Entries from a point annotation set:
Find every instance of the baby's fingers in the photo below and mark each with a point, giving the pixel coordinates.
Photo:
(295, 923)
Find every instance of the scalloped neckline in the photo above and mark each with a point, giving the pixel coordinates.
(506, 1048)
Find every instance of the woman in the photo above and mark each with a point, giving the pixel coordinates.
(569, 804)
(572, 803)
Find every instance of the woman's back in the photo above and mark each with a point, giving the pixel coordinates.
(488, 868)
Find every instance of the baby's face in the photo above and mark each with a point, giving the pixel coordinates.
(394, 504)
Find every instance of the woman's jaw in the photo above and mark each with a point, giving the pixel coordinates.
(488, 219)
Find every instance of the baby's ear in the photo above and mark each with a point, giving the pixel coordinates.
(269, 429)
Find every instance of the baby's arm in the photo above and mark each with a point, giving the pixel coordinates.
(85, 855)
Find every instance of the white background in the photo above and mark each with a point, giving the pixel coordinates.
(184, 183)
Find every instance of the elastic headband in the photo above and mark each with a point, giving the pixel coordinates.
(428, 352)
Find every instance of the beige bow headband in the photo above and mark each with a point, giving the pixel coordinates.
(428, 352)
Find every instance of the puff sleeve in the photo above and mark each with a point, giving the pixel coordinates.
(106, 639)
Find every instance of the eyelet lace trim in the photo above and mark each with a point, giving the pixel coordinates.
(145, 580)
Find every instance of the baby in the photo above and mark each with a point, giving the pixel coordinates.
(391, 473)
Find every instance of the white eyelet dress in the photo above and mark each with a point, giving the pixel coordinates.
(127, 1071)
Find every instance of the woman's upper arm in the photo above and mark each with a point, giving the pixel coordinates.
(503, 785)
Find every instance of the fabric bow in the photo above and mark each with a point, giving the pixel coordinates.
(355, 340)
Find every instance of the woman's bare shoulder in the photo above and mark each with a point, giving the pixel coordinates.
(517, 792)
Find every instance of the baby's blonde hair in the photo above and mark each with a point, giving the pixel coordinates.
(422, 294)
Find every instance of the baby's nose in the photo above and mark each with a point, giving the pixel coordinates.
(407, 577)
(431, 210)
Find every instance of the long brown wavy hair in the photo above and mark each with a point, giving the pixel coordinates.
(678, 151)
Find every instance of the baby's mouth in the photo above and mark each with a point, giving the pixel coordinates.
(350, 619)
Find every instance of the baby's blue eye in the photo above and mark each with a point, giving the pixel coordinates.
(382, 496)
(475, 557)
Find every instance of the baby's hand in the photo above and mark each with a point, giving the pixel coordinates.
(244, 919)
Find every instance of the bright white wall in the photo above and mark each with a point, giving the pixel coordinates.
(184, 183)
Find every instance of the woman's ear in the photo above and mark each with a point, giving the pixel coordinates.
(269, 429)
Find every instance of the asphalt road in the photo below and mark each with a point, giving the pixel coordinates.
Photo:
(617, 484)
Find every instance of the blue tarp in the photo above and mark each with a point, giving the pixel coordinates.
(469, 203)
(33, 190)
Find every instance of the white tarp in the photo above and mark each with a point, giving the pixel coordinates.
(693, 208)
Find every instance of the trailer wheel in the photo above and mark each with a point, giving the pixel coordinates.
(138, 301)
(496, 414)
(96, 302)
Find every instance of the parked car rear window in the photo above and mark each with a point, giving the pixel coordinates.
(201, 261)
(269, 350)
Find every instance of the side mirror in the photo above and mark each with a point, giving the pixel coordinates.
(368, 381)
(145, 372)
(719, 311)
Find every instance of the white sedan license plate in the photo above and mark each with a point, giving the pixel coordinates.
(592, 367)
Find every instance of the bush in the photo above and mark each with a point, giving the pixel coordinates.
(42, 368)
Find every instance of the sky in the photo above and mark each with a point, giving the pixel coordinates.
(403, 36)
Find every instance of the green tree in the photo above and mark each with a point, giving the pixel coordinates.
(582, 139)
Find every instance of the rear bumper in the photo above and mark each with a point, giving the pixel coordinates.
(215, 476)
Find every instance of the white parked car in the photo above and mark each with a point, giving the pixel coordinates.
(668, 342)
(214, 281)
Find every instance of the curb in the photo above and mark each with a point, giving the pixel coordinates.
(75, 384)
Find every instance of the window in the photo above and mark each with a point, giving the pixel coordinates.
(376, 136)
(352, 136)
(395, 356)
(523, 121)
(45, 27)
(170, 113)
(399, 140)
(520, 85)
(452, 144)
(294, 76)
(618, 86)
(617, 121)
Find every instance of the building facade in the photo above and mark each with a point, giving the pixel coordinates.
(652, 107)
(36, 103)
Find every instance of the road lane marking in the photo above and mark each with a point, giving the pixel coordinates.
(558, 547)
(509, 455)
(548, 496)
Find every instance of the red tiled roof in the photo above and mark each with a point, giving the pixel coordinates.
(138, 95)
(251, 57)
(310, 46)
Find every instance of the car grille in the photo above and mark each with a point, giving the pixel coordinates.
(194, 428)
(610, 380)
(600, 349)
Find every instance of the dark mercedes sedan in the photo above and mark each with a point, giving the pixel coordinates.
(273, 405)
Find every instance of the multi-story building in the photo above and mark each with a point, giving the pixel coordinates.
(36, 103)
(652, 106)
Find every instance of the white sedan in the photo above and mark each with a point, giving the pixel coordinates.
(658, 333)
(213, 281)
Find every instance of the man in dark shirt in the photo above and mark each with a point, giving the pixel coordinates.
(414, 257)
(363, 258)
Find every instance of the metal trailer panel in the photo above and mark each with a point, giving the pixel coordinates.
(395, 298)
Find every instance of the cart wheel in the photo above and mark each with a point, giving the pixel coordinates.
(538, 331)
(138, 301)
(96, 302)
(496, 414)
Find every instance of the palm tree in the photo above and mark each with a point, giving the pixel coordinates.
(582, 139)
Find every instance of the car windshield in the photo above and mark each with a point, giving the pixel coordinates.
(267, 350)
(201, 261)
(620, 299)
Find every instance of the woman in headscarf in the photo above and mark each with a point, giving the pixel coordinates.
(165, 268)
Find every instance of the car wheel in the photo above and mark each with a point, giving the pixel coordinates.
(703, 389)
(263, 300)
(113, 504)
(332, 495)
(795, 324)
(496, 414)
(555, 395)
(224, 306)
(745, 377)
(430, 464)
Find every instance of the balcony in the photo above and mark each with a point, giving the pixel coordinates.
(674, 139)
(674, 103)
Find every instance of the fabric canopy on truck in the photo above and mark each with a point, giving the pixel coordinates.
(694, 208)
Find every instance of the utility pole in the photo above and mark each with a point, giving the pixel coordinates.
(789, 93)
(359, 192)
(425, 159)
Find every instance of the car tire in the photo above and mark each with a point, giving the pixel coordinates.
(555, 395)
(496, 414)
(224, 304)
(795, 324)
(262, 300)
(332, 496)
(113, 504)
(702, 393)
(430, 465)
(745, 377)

# [What to do]
Print the listing above in its entirety, with every line exact.

# [Reply to the task]
Find every instance of the baby's fingers in the photo below and mark each with a point, giving the pixel coordinates.
Photo:
(295, 923)
Find every instance of the scalloped neckline in the photo above and mark each with a point, giving the pixel coordinates.
(506, 1048)
Find every instance of the woman in the photo above and mark each with a point, giving the pixel coordinates.
(569, 804)
(572, 803)
Find every instance of the woman's back in the photo above and mark each with a point, giving the pixel coordinates.
(488, 868)
Find every instance of the baby's face in the photo above and mark each with a point, giving the pixel coordinates.
(394, 504)
Find every instance of the woman's jaw in the photo above and mark each with a point, giving the pixel coordinates.
(488, 219)
Find every instance of the baby's ear in the photo above and mark each with a point, giving the pixel coordinates.
(269, 429)
Find every instance of the baby's arm in the photo above and mark each with a point, giving the pixel coordinates.
(85, 855)
Find every instance of the white background in the photo above and mark each with a point, giving the pixel coordinates.
(184, 183)
Find every instance of the elastic headband in the photo above and mark each with a point, giving the pixel coordinates.
(428, 352)
Find every instance of the beige bow headband in the photo above and mark each with a point, giving the pixel coordinates.
(428, 352)
Find every instance of the puff sleeve in the photo above and mark each with a point, giving the pixel coordinates.
(106, 639)
Find every instance of the eyelet lace trim in the photo above and mark each with a point, giving the pixel coordinates.
(145, 580)
Find every instance of the baby in the photo above and mark each with a point, giving the pixel coordinates.
(391, 473)
Find every instance of the white eyelet dress in the photo above and mark each with a point, giving the pixel coordinates.
(127, 1071)
Find every instance of the woman's upper arm in the photo above and mark each with a point, giving the pixel coordinates.
(503, 785)
Find every instance of the fabric bow in the photo above and mark each with a point, giving the pixel coordinates.
(355, 340)
Find every instance of the woman's bare shoulder in the photo above and mark each with a point, giving the pixel coordinates.
(517, 792)
Find every instance of the baby's blonde hair in the photo above and mark each with a point, giving the pixel coordinates.
(422, 294)
Find every instance of the baby's nose in the photo above and mark each with a point, giving the pixel coordinates.
(407, 577)
(431, 210)
Find every instance of the long brown wavy hair in the photo above and mark each with a point, giving the pixel coordinates.
(678, 151)
Find every instance of the baby's mouth in the photo above and mark each with a point, giving the pixel coordinates.
(350, 619)
Find every instance of the baby's blue eye in the photo above and mark each with a point, giving the pixel coordinates.
(382, 496)
(475, 557)
Find every instance of the baby's hand in the photo above and mark each with a point, giving the pixel coordinates.
(244, 919)
Find every instance of the bright white wall in the photo above and mark each with a point, giving the pixel coordinates.
(184, 183)
Find every instance of the woman's ear in the photo above and mark each with a point, giving the pixel coordinates.
(269, 429)
Find every instance of the asphalt road in the photo below and mark each with a point, giving the pixel coordinates.
Photo:
(617, 484)
Find every instance of the blue tarp in the photo above and mark each with a point, giving the pixel coordinates.
(469, 203)
(33, 190)
Find every instance of the white tarp in the photo above and mark each with a point, giving the pixel coordinates.
(693, 208)
Find every instance of the trailer wheel in the photo above and mark each with a point, giving the pixel coordinates.
(138, 301)
(496, 414)
(96, 302)
Find every instance of the parked car rear window in the photo above and mark each with a point, giving the pixel coordinates.
(201, 261)
(269, 350)
Find every instance of the side mirror in the photo above and mark each with a point, giving the pixel coordinates.
(368, 381)
(145, 372)
(719, 311)
Find every instance of the white sedan license plate in the photo above and mark each with a point, giving the pixel coordinates.
(592, 367)
Find every instance of the bush in the photo above and mark each with a point, giving the pixel coordinates.
(42, 368)
Find every instance of the sky in the photo above and mark each with a point, giving the pixel coordinates.
(403, 36)
Find every instance of the green tree in the photo above and mark each with a point, giving the pixel coordinates.
(582, 139)
Find every instance of the rear bumper in the photo above and mark each with a point, giving the pixel coordinates.
(215, 476)
Find every instance of the white parked car in the photo above and mark each with a point, giving the pixel coordinates.
(668, 342)
(214, 281)
Find every instance of the curb in the photo above and mark each with a point, giving the pixel coordinates.
(75, 384)
Find every instance of the window in the photo above and mark each with a point, giving the pixel coordinates.
(376, 136)
(352, 136)
(395, 356)
(523, 121)
(45, 27)
(170, 113)
(399, 140)
(520, 85)
(452, 144)
(294, 76)
(618, 86)
(617, 121)
Find every instance of the building facade in the photo above and mark each with a point, giving the pixel coordinates.
(652, 107)
(36, 103)
Find every instance of the road lane marking in the photo above and mark each with a point, giving the pixel coordinates.
(558, 547)
(509, 455)
(548, 496)
Find every instance of the red tiled roof in the photo above and mark each with a point, giving the pixel coordinates.
(138, 95)
(251, 57)
(310, 46)
Find every instance of the car grille in the photo above and mark each with a point, giving the pixel coordinates.
(194, 428)
(610, 380)
(600, 349)
Find every instance of the dark mercedes sedan in the photo above and mark each with a point, giving the pixel coordinates.
(273, 405)
Find every instance of the multi-story building in the photo above and mark each with a point, giving the pixel coordinates.
(36, 103)
(652, 106)
Find every instance of the white sedan in the photo above and mark each with a point, giving the pixel coordinates.
(658, 333)
(213, 281)
Find every instance of the man in dark shirt in the photo above and mark each with a point, giving the pixel coordinates.
(414, 257)
(363, 258)
Find every instance of the metal trailer panel in the photo above and mark each with a point, giving the pixel coordinates.
(395, 298)
Find every instance of the cart wheel in the photo above and mark each with a point, giving the pixel coordinates.
(538, 331)
(138, 301)
(96, 302)
(496, 414)
Find every instance of the palm tree in the photo above and mark each with a point, giving the pixel coordinates.
(582, 139)
Find every instance of the car windshield in the photo above and mark each with a point, giving the pixel coordinates.
(267, 350)
(201, 261)
(620, 299)
Find every instance of the woman in headscarf in the photo above and mark each with a point, giving the pixel coordinates.
(165, 268)
Find every instance of the car wheel in the photo above and mark each with a point, giving the pixel coordinates.
(703, 389)
(263, 300)
(113, 504)
(332, 495)
(795, 324)
(496, 414)
(555, 395)
(224, 306)
(745, 377)
(430, 464)
Find every instance of the balcony in the photo above and mark each with a point, giving the pixel coordinates.
(674, 139)
(674, 103)
Find every instance of the fabric canopy on truck in the photo above and mark each with a point, giving the pixel coordinates.
(694, 208)
Find every instance of the utility pole in the photo above and mark each with a point, giving the pixel coordinates.
(789, 93)
(359, 192)
(425, 159)
Find every instance of the car tire in the photo above and mark each with a point, giving the pixel coordinates.
(555, 395)
(496, 414)
(224, 304)
(795, 324)
(262, 300)
(332, 496)
(113, 504)
(702, 393)
(430, 465)
(745, 377)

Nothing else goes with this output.